*Records for this exercise*.
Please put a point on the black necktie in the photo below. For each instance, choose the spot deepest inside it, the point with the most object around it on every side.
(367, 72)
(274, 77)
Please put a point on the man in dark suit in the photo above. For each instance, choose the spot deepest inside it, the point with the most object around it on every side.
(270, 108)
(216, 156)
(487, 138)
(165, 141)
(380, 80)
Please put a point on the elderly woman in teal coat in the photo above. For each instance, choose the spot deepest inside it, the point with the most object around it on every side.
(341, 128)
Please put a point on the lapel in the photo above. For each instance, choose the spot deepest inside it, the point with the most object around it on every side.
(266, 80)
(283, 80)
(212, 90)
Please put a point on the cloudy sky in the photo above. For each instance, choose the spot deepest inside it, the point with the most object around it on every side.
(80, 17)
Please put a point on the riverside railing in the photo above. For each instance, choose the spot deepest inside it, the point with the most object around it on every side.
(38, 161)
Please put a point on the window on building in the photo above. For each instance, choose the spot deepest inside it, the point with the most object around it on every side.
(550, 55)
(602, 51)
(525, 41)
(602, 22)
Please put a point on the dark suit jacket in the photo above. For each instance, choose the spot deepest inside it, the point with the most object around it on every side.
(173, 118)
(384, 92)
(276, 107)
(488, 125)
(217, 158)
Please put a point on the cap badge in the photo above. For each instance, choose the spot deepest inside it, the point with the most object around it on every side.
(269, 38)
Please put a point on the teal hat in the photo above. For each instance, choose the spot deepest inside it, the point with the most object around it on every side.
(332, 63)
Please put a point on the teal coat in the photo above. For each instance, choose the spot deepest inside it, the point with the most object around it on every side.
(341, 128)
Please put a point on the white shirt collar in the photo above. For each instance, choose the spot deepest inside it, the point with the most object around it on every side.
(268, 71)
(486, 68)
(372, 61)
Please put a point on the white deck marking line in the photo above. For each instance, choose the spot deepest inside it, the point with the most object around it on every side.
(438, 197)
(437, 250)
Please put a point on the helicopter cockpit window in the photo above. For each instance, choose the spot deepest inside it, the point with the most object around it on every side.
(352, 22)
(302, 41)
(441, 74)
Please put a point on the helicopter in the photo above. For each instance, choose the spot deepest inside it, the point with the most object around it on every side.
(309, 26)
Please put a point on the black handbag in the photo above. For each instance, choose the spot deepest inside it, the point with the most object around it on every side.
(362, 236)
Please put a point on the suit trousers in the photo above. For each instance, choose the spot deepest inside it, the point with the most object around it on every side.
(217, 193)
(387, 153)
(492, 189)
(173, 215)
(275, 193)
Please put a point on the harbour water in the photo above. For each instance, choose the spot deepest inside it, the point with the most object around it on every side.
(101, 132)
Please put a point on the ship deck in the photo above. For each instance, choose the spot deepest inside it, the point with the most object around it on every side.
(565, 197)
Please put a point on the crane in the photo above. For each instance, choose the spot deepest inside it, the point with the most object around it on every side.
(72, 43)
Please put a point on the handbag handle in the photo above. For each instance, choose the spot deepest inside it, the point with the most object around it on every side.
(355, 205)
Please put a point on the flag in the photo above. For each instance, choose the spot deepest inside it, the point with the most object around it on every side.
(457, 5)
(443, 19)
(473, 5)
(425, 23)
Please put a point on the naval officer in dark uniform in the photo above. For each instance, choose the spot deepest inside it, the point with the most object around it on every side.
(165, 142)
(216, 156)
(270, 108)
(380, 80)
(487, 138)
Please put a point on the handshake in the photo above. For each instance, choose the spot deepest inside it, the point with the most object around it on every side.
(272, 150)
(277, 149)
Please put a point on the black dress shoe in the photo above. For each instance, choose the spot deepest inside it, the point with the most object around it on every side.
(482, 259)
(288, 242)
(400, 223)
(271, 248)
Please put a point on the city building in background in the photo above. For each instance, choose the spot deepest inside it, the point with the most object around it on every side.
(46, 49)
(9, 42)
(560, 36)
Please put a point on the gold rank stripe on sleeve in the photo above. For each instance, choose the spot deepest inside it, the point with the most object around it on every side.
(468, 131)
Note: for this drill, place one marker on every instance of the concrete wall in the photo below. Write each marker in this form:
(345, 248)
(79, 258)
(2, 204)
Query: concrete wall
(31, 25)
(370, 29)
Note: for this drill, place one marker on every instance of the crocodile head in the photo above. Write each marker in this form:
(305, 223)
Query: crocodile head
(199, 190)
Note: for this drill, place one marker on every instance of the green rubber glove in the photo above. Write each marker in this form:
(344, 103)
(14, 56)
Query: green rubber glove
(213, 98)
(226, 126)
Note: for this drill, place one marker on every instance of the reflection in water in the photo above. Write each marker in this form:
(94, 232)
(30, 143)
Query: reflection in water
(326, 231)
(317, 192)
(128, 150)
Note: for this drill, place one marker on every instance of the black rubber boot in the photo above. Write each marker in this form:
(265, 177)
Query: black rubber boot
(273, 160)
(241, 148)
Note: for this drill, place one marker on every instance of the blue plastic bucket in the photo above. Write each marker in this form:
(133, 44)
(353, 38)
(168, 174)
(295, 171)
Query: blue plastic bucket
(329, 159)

*Task prompt*.
Skip every line before the one containing "of the black". Retype that line and the rest through the last one exactly as they stand in the listing.

*Answer area*.
Note: for this drill, place one marker on every instance of the black rubber boot in the photo above. Write each marker in this form:
(265, 177)
Query: black rubber boot
(273, 160)
(241, 148)
Note: for this drill, place one marker on every instance of the blue plastic bucket in the photo above. Write each marker in this form:
(133, 44)
(353, 38)
(168, 174)
(295, 171)
Query: blue plastic bucket
(329, 159)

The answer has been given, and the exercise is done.